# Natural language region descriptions
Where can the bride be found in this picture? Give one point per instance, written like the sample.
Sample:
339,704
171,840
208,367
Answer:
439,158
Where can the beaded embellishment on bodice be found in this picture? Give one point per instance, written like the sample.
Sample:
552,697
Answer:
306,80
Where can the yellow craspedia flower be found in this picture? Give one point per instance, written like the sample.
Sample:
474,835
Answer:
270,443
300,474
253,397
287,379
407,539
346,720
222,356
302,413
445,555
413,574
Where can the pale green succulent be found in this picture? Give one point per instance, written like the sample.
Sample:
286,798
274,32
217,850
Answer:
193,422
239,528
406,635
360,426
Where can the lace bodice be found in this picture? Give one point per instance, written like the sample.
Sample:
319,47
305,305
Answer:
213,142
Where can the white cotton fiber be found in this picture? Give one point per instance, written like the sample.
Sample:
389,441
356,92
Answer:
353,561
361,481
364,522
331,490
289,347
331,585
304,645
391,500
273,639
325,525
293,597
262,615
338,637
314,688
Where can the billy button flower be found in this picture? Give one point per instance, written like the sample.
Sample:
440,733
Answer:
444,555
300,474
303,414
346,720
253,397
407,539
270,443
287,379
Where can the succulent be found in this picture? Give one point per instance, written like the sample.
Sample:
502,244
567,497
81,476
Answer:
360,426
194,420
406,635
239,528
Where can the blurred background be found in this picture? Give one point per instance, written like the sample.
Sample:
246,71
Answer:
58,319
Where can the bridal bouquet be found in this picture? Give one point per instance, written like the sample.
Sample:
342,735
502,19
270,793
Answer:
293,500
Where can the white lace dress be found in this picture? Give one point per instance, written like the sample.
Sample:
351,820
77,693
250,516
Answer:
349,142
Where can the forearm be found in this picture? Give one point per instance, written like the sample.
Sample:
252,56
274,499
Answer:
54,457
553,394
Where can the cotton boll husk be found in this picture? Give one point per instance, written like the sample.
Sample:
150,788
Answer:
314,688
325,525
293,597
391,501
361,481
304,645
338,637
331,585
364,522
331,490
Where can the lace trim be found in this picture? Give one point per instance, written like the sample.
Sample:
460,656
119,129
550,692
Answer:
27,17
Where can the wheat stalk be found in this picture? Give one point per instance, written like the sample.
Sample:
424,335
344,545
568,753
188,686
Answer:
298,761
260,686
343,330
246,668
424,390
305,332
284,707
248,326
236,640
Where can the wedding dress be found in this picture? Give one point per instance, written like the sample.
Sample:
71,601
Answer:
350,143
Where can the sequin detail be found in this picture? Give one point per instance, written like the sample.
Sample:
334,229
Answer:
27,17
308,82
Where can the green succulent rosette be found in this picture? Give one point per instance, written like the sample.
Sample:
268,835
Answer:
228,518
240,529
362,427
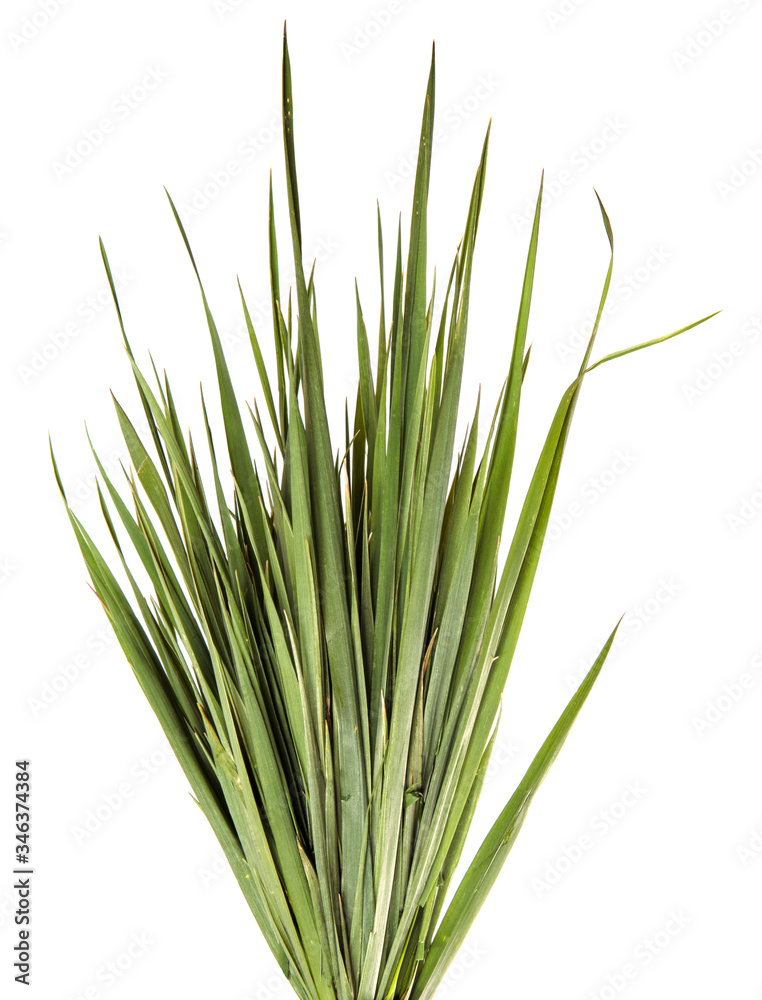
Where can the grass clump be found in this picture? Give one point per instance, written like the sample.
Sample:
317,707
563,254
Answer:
328,664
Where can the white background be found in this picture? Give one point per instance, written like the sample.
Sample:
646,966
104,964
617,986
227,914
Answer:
680,172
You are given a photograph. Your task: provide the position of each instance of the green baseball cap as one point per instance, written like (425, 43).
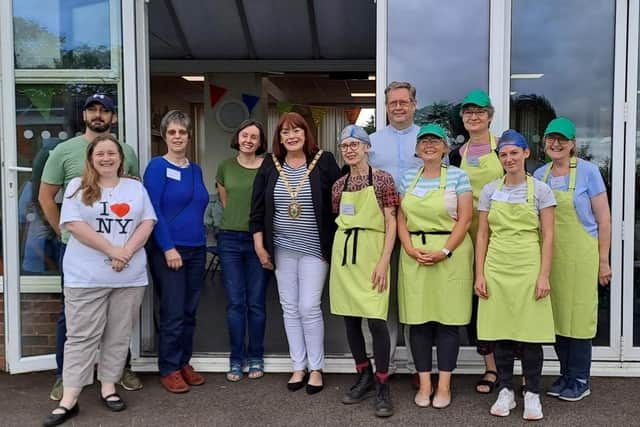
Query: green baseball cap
(432, 129)
(477, 97)
(563, 126)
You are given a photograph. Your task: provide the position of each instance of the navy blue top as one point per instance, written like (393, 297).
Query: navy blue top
(179, 198)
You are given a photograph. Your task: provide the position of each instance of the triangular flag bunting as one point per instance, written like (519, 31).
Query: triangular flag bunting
(215, 93)
(250, 101)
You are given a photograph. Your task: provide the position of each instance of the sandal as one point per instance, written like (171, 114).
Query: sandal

# What to do
Looking through the records, copy out every line in which the word "background" is found.

# Response to the exercise
Where can the blurred background be found in this picture? Give one point per instance, written like the sample.
Where can the white background be found in this picture? Give one point per instance, written like the sample.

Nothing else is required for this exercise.